#### Document excerpt:

— begin —

Computing number of permutations of two values, with a restriction on runs

Question

I was thinking about ways to solve this other question about counting the number of values whose digits sum to a target, and decided to try the case where the range was of the form [0, n^base). So essentially you get N independent digits to work with, which is a simpler problem.

The number of ways N natural numbers can sum to a target T is easy to compute. If you think of it as placing N-1 dividers among T sticks, you should see the answer is (T+N-1)!/(T!(N-1)!).

However, our N natural numbers are restricted to [0, base) and so there will be fewer possibilities. I want to find a simple formula for this case as well.

The first thing I considered was deducting the number of possibilities where 'base' of the sticks had been replaced with a 'big stick'. Unfortunately, some possibilities are double counted because they have multiple places a 'big stick' could be inserted.

— end —

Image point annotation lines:
— begin —

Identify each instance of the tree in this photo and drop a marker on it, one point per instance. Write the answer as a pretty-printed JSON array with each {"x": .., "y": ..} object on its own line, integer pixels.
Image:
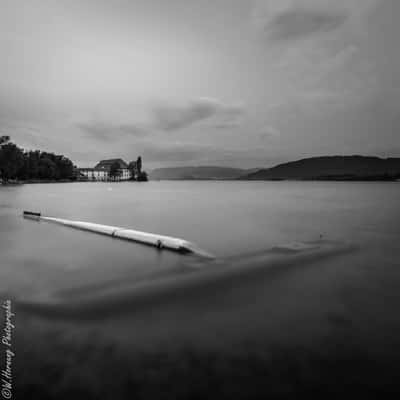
[
  {"x": 11, "y": 160},
  {"x": 115, "y": 170}
]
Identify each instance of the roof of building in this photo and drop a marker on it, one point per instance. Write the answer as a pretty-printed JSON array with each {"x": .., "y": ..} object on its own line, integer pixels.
[{"x": 105, "y": 165}]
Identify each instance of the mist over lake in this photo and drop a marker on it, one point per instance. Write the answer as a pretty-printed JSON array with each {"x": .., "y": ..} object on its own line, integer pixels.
[{"x": 302, "y": 295}]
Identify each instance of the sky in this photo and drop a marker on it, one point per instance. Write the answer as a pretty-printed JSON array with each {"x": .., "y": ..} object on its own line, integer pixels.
[{"x": 198, "y": 82}]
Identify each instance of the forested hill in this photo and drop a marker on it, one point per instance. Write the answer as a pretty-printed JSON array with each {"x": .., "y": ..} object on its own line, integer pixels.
[
  {"x": 332, "y": 168},
  {"x": 17, "y": 164}
]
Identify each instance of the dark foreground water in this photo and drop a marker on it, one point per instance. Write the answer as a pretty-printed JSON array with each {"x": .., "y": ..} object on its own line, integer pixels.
[{"x": 302, "y": 298}]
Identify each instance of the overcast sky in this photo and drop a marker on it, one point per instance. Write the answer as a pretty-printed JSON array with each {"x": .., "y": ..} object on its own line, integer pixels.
[{"x": 196, "y": 82}]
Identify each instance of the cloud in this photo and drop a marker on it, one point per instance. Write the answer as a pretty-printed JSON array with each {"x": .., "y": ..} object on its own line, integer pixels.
[
  {"x": 109, "y": 131},
  {"x": 269, "y": 131},
  {"x": 284, "y": 20},
  {"x": 173, "y": 118},
  {"x": 301, "y": 22}
]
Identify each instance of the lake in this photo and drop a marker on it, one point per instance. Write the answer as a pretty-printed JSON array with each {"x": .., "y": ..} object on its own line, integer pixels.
[{"x": 99, "y": 317}]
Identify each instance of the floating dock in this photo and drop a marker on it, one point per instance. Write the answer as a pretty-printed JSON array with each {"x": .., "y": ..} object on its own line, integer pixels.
[{"x": 150, "y": 239}]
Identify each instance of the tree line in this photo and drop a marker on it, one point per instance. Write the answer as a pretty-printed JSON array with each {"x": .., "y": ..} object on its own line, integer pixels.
[{"x": 18, "y": 164}]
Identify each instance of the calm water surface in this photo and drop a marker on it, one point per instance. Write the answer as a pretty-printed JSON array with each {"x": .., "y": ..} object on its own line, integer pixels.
[{"x": 315, "y": 316}]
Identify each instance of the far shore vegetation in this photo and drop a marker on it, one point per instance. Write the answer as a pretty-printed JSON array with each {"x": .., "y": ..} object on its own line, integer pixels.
[{"x": 34, "y": 166}]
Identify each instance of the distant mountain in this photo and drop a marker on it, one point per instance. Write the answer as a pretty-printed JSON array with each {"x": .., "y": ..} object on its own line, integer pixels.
[
  {"x": 332, "y": 168},
  {"x": 197, "y": 173}
]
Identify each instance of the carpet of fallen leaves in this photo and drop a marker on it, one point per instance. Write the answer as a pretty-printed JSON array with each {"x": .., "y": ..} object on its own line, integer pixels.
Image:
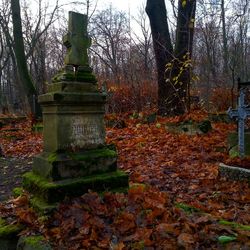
[{"x": 167, "y": 172}]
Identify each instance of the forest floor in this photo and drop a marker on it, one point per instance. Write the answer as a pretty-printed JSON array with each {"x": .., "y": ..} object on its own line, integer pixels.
[{"x": 176, "y": 200}]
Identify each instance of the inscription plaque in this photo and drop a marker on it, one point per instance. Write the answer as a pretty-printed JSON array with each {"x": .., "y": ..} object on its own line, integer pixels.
[{"x": 87, "y": 132}]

— end —

#### Directives:
1 - In the permutations question, what formula does the writer give for the number of ways N natural numbers can sum to a target T?
2 - Carry on the question about counting permutations with restricted runs, starting after its final sentence.

#### Answers for the tasks:
1 - (T+N-1)!/(T!(N-1)!)

2 -
Any ideas?

Answer 1

You can use generating functions.

Assuming that the order matters, then you are looking for the coefficient of x^T in

(1 + x + x^2 + ... + x^b)(1 + x + x^2 + .. + x^b) ... n times

 = (x^(b+1) - 1)^n/(x-1)^n

Using binomial theorem (works even for -n), you should be able to write you answer as a sum of products of binomial coefficients.

Let b+1 = B.

Using binomial theorem we have

(x^(b+1) - 1)^n = Sum_{r=0}^{n} (-1)^(n-r)* (n choose r) x^(Br)

1/(x-1)^n = Sum (n+s-1 choose s) x^s

So the answer we need is:

Sum (-1)^(n-r) * (n choose r)*(n+s-1 choose s)

for any r and s subject to the condition that

Br + s = T.